Guarda la cola bajo la nieve: esta frase convoca la imagen de unos pobres ciudadanos con la cartilla de racionamiento en la mano, o la de un zorro ártico que hunde el rabo en la tierra.

Según una teoría psicoanalítica compensatoria, el final del siglo XIX conoció una eclosión de movimientos esotéricos precisamente por la expansión del positivismo previa. Desde que se habla a diario de la inteligencia artificial, la conciencia de ser un mamífero nos asalta en los momentos más inesperados. Así me pasó hace pocos días cuando, viendo al violonchelista Alban Gerhardt interpretar el Concierto para violonchelo y orquesta de la compositora coreana Unsuk Chin, el quizá más bien arácnido movimiento de sus dedos a lo largo del traste y su cuerpo oscilante por el esfuerzo de la interpretación, apoyada en el acompañamiento de la orquesta y realzada también por la atención aglutinada del público, comenzó a dibujar en mi mente, que bailaba enfrente de mí sobre la platea y no dentro de mi cráneo, los contornos de la especie. La pieza era preciosa, abrumadora, pero fascinante también ver tocar al músico. Tocaba de memoria, por supuesto conoce la secuencia aunque en cada momento esta ha de ser nueva y tocarse como si se estuviese generando a sí misma, o al menos con ese sentimiento de sorpresa y confianza me gustaría tocar a mí, y en cierto movimiento me asaltó la idea de que aquello a lo que se había adiestrado, a borrar todo obstáculo para que una partitura se traduzca en ciertos impulsos eléctricos y nerviosos que nos hacen movernos de una u otra manera, formaba parte de lo que no puede transmitirse tal cual como un bloque insertable. Por eso cuando Gerhardt muera su entrenamiento de años, su manera particular de moverse para ajustar el sonido de las cuerdas, se habrán perdido. Aun así, o quizá por eso, el Eclesiastés recomienda: “Todo lo que tu mano sea capaz de hacer hazlo”. 

Al acomodarnos en los asientos nos había asaltado una chocante evidencia que ronda cada vez que se junta mucha gente. Todas esas personas, reunidas allí, han nacido, todos han salido del vientre de su madre, cada uno en un sitio y un momento diferentes, pero todos igual. Más tarde han aprendido a hablar y a vestirse solos y a comprarse las entradas para el auditorio. Flotaba una vivífica tensión entre la muerte y el nacimiento, que delimitan el tiempo de hacer las cosas no sabemos muy bien para qué. Lo de buscar el sol y el alimento, y el agua cuando se tiene sed, y la compañía de nuestros semejantes, y estar más somnolientos en las tardes de invierno y jugar cuando somos crías no tiene discusión, pero por qué esta pulsión de dibujar y de componer sonatas y de anhelar otros mundos y de comprar billetes de lotería. ¿Qué función tiene? Me venía en oleadas la conciencia de que todo eso son también necesidades mamíferas, y que buscaremos satisfacerlas obedeciendo no sabemos a qué.

• ENUNCIADO:
Actualiza el texto extraído desde "Guarda la cola" hasta "en la tierra." y escribe ese fragmento de nuevo con "lobo ártico" en lugar de "zorro ártico".

• BLOQUE DE DATOS:
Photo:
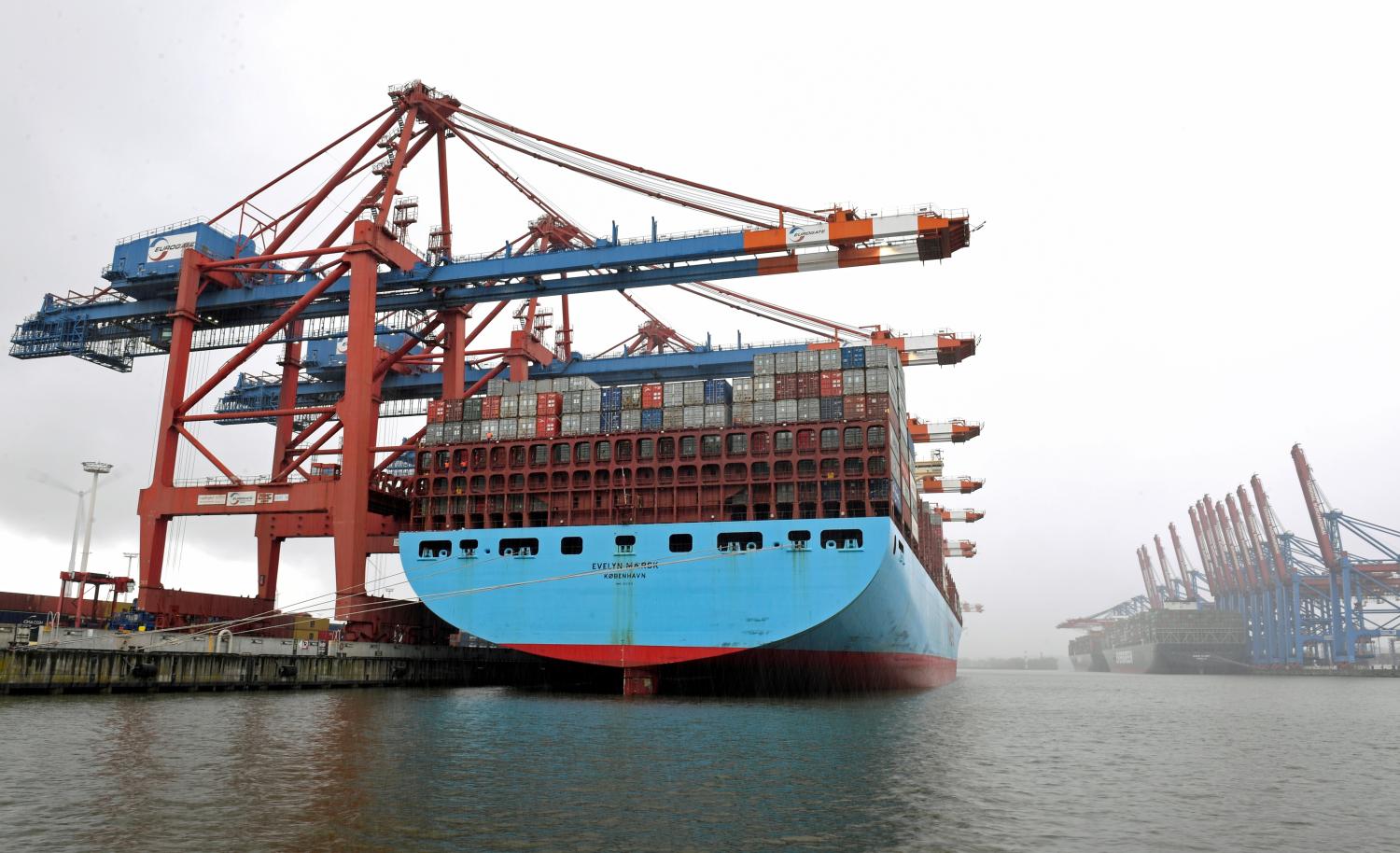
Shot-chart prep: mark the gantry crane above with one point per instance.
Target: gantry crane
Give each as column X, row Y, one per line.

• PROBLEMA RESUELTO:
Guarda la cola bajo la nieve: esta frase convoca la imagen de unos pobres ciudadanos con la cartilla de racionamiento en la mano, o la de un lobo ártico que hunde el rabo en la tierra.